━━━ Getoonde tekst ━━━
30.10.00 Accijnsgoederenplaats
4 Eisen aan de administratie
De WA gaat er vanuit dat de controle op naleving van de accijnswetgeving hoofdzakelijk plaatsvindt op basis van de administratie van de vergunninghouder AGP.
De accijnswetgeving is van toepassing op ondernemingen die sterk van elkaar kunnen verschillen: in soort accijnsgoederen, in de vervaardiging of de opslag daarvan en in de omvang en organisatiestructuur van de onderneming. Afhankelijk van deze kenmerken kan de inspecteur in zijn vergunning specifieke, aanvullende eisen stellen aan de vergunninghouder en aan diens administratie.
━━━ Gegevensregels ━━━
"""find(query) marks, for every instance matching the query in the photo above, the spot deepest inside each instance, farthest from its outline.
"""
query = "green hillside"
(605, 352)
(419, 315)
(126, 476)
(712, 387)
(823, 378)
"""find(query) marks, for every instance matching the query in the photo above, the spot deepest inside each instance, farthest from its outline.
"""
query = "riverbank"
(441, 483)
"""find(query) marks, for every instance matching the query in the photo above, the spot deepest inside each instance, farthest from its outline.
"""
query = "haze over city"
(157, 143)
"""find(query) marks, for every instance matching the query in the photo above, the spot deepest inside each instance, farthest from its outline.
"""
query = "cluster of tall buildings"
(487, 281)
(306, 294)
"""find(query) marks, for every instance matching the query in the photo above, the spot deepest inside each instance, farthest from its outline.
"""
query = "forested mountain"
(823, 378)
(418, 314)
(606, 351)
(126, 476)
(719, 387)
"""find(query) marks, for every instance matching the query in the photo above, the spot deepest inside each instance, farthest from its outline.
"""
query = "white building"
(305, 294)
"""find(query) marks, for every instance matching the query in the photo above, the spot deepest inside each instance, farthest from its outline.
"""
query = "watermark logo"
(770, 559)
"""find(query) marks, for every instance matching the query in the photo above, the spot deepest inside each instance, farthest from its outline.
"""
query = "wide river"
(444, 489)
━━━
Eisen opdracht: Noem elk kenmerk afzonderlijk waarin ondernemingen volgens de tekst over de accijnsgoederenplaats sterk van elkaar kunnen verschillen.

Resultaat:
- soort accijnsgoederen
- vervaardiging van de accijnsgoederen
- opslag van de accijnsgoederen
- omvang van de onderneming
- organisatiestructuur van de onderneming